Text under study:
◆ ◆ ◆ ◆
IV Drug Infusion FAQs (cont.)
Maureen Welker, MSN, NPc, CCRN
Maureen Welker received a Bachelor of Science degree from California State University, Long Beach (CSULB) and also obtained a Public Health Nurse Certification. There she served as Vice President of the Graduate Nurses Association, at CSULB and also served as President of the Graduate Nurses Association. Ms. Welker is a board-certified Nurse Practitioner and is currently on staff at Mission Hospital Regional Medical Center.
William C. Shiel Jr., MD, FACP, FACR
Dr. Shiel received a Bachelor of Science degree with honors from the University of Notre Dame. There he was involved in research in radiation biology and received the Huisking Scholarship. After graduating from St. Louis University School of Medicine, he completed his Internal Medicine residency and Rheumatology fellowship at the University of California, Irvine. He is board-certified in Internal Medicine and Rheumatology.
In this Article
- How do I prepare for the infusion?
- What are some things I can do to pass the time while receiving therapy?
- What happens during and after the infusion?
- What are some of the conditions that are treated with an IV drug infusion?
How do I prepare for the infusion?
Below are a few helpful suggestions to help you create a pleasant and healing experience.
- The first and most important step is to replace confusion with confidence.
- Make a list of questions that pertain to your health condition or questions about your medication and infusion to review with your healthcare practitioner. It may be necessary to make an appointment to review all of your questions.
- Learn about the infused medication. There are many places to obtain information about your medication. Discuss the medication(s) with your doctor. Pharmaceutical companies often provide information in the offices and on the Internet for patients and their families. There may also be medical books written about your medication or health condition.
- Visit the Infusion Center and meet the medical staff before your first infusion.
Check with your healthcare practitioner or the staff at the infusion center for any pre-infusion instructions. Some examples may include:
- Drink plenty of water to be sure you are well hydrated. If you have a heart condition, kidney condition or any other health condition that prevents you from drinking large amounts of fluid, check with your healthcare practitioner for instructions on how to hydrate before your infusion procedure.
◆ ◆ ◆ ◆
Dataset:

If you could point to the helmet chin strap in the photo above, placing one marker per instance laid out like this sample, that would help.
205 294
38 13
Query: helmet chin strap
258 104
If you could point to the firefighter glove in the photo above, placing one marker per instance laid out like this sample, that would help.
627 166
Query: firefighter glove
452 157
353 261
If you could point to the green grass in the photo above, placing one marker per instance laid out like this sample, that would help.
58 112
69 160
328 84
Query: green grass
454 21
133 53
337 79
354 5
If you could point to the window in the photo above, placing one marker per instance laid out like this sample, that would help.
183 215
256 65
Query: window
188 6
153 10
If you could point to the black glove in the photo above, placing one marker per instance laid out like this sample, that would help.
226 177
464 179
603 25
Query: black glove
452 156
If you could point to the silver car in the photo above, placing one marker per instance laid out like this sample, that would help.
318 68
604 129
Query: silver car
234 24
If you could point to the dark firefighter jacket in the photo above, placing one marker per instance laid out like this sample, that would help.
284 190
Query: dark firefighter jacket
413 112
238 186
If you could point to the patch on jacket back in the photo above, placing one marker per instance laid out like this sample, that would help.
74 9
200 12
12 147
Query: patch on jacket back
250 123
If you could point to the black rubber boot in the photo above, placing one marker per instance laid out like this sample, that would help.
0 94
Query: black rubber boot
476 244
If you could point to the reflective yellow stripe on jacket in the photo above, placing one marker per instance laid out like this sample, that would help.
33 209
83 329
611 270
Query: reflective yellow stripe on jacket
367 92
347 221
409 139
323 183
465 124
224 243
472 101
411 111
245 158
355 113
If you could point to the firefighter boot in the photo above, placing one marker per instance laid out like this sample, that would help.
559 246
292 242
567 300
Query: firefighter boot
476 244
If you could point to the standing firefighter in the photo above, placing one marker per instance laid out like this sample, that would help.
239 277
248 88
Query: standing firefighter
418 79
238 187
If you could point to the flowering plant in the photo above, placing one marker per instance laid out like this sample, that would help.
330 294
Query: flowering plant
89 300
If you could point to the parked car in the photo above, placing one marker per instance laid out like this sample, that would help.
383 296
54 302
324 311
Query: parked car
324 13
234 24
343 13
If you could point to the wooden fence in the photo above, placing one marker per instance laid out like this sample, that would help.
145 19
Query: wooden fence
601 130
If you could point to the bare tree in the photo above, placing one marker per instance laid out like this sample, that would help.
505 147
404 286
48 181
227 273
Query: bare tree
◆ ◆ ◆ ◆
Exercise set:
A: Reproduce the passage of the IV infusion article starting with "William C. Shiel" and going on through "while receiving therapy?".
B: According to the IV infusion article, where did Dr. Shiel complete his Internal Medicine residency and Rheumatology fellowship?
C: Carry the IV infusion article forward from its final sentence by writing the next part.
The entries that come after the IV infusion article are separate material unrelated to it.

Written answers:
A:
William C. Shiel Jr., MD, FACP, FACR
Dr. Shiel received a Bachelor of Science degree with honors from the University of Notre Dame. There he was involved in research in radiation biology and received the Huisking Scholarship. After graduating from St. Louis University School of Medicine, he completed his Internal Medicine residency and Rheumatology fellowship at the University of California, Irvine. He is board-certified in Internal Medicine and Rheumatology.
In this Article
- How do I prepare for the infusion?
- What are some things I can do to pass the time while receiving therapy?

B: At the University of California, Irvine.

C:
- Some infusions may require that you pre-medicate with medications such as acetaminophen (Tylenol). Check with the infusion staff regarding any pre-medications you need to take prior to your infusion, the dose, and the best time to take the medications.
- Wear comfortable loose fitting clothes. You will want to be comfortable, and most likely your vital signs will monitored (for example, blood pressure, heart rate, respiratory rate (breathing rate), or a cardiac monitor may be attached to your chest). Every infusion center is different, so check with yours in regard to what to expect. Wearing loose fitting clothes allows the medical staff to easily and properly monitor your vital signs.
- Consider wearing clothing with layers to allow for temperature control. The temperature of the infusion center may be cool or warm; also some intravenous infusions can make you feel either warm or cool. Having layers of clothing allows you the flexibility to easily control your comfort zone.
- Most infusion centers will provide blankets, pillows, water and coffee. Check to see what the center provides in case they do not offer something that will make you more comfortable.
- Do not wear any fragrance or perfume, other patients may be allergic.
- Bring a complete list of current medications, allergies, and emergency contact information for the infusion staff to add to your chart.